# TEXTE À LIRE
═══

Vue sur les silos détruits du port de Beyrouth, le 27 juin 2024. Photo Mohammad Yassine / L'Orient-Le Jour
Dès la prise en charge de ses fonctions, le nouveau chef du parquet s’était promis de faciliter la relance de l’enquête en cherchant les moyens pour y arriver. Or la procédure jugée la plus efficace serait une annulation par Jamal Hajjar de la mesure de son prédécesseur. Il est vrai que celle-ci ne constitue pas le seul obstacle face à l’action du juge d’instruction, lequel est ciblé par des dizaines de recours en dessaisissement et en responsabilité de l’État. Mais de telles actions judiciaires sont considérées comme pouvant être dépassées, du fait que Tarek Bitar avait publié en janvier 2023 une jurisprudence basée sur des études juridiques selon lesquelles, en vertu du principe du parallélisme des formes, il ne peut être dessaisi du dossier que par une décision conjointe du ministre de la Justice et du Conseil supérieur de la magistrature (CSM) qui l’avaient eux-mêmes désigné.

═══

# INFORMATIONS FOURNIES
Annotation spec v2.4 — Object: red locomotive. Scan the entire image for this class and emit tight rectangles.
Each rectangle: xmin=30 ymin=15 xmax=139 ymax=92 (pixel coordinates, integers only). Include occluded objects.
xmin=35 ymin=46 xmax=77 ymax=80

═══

# TRAVAIL DEMANDÉ
(a) D'après le texte sur l'enquête du port de Beyrouth, quelle décision peut seule dessaisir Tarek Bitar du dossier, selon sa jurisprudence de janvier 2023 ?
(b) Poursuivez le texte sur l'enquête du port de Beyrouth après sa dernière phrase.
La liste n'est pas utile pour cet exercice.

# RÉPONSES PAR QUESTION
(a) Une décision conjointe du ministre de la Justice et du Conseil supérieur de la magistrature (CSM), qui l'avaient eux-mêmes désigné.

(b)
À ce jour, les discussions entre les juges Hajjar et Bitar ne semblent pas avoir franchi un seul pas vers une levée de l’interdiction faite par Ghassan Oueidate. La condition que pose le juge Hajjar pour permettre à Tarek Bitar de traiter de nouveau avec les services sécuritaires est que le dossier d’enquête soit subdivisé en trois parties : l’une serait consacrée aux poursuites contre les actuels et anciens ministres, pour lesquels seule serait compétente la Haute Cour de justice chargée de juger les ministres ; la deuxième concernerait les magistrats mis en cause par le juge Bitar, et qui seraient jugés par une instance judiciaire que le Conseil des ministres aura à désigner ; la troisième, destinée aux poursuites des fonctionnaires du port de Beyrouth et d’autres justiciables ne bénéficiant pas d’un statut spécial, et qui serait confiée au juge Bitar. Celui-ci rejette fermement cette proposition, estimant que la loi l’habilite à se pencher sur l’ensemble du dossier. On en est donc « au point mort », commente pour L’Orient-Le Jour une source du Palais de justice.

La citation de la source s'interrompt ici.